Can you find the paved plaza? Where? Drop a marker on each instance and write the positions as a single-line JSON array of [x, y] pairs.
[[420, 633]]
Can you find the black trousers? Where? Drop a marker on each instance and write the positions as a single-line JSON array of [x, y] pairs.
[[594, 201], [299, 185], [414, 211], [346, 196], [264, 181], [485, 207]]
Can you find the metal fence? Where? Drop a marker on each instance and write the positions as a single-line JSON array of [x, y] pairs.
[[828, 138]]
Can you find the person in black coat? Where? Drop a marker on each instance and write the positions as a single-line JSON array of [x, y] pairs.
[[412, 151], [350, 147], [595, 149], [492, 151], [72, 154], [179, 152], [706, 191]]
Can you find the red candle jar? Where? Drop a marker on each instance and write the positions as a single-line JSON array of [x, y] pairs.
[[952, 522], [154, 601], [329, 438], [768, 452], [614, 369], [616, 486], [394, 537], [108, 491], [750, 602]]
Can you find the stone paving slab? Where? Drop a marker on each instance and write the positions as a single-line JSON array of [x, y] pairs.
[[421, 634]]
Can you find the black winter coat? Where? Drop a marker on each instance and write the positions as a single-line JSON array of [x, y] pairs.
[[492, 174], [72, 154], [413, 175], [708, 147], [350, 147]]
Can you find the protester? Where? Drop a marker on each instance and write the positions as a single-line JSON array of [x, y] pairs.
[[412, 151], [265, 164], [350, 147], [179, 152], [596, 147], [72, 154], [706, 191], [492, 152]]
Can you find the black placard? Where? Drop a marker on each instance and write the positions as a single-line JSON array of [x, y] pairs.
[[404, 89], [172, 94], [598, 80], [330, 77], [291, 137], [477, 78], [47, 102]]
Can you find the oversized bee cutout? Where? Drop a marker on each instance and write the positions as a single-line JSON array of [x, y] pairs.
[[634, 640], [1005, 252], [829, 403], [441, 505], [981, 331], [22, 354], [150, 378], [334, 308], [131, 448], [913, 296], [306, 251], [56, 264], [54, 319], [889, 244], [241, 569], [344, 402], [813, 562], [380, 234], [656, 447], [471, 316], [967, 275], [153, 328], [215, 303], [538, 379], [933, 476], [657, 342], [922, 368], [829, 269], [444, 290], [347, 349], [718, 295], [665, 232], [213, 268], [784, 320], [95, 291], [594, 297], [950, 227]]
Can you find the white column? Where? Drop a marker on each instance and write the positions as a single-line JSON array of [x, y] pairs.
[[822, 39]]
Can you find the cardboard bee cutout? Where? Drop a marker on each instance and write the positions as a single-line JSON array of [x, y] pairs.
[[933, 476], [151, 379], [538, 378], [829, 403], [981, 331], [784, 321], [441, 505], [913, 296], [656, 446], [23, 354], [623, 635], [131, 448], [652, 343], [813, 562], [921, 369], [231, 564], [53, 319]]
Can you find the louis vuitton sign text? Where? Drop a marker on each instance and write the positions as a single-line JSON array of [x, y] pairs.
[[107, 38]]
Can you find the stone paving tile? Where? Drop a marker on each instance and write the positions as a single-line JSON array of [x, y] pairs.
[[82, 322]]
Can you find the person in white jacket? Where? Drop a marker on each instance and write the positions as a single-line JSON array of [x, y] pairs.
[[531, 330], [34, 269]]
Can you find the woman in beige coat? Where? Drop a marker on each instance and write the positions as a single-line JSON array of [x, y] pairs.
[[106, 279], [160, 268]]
· · · · · · ·
Render the records as a JSON list of strings, one string per line and no entries for blank lines, beginning at the first line of the records and stopping after the line that contains "191], [492, 152]]".

[
  "Can you find the paved plaza? Where? Drop a marker on each instance and write the positions as a single-line JSON array of [x, y] pairs.",
  "[[420, 633]]",
  "Can you find the black trousers? Where? Drop a marker on each instance and write the positions as a single-line JSON array of [x, y] pairs.",
  "[[594, 201], [299, 185], [414, 211], [346, 196], [264, 181], [485, 207]]",
  "Can you find the metal fence? Where? Drop a marker on each instance and write the positions as a single-line JSON array of [x, y] pairs.",
  "[[828, 138]]",
  "Can you find the person in black coat? Where? Drop a marker on each instance and write the positions as a single-line JSON array of [x, y] pairs.",
  "[[412, 151], [350, 147], [595, 149], [492, 151], [72, 154], [179, 152], [706, 191]]",
  "Can you find the red candle jar? Where? Drop a marker on each instance and write the positions as a single-line JSON array of [x, y] pairs.",
  "[[952, 522], [154, 601], [329, 438], [768, 452], [614, 369], [616, 486], [394, 537], [108, 491], [750, 602]]",
  "Can you find the stone paving slab? Where? Drop a marker on each instance and write the positions as a single-line JSON array of [x, y] pairs.",
  "[[421, 634]]",
  "Can you find the black winter coat? Where? Drop a marker on each instance and write the positions as a single-line JSON array of [x, y] pairs.",
  "[[492, 174], [72, 154], [413, 175], [708, 147], [350, 147]]",
  "Can you find the protester? Where? Drop a marker on each instance and write the positions as a single-line JSON array of [x, y] pairs.",
  "[[412, 151], [265, 164], [350, 147], [179, 152], [596, 147], [72, 154], [706, 191], [492, 152]]"
]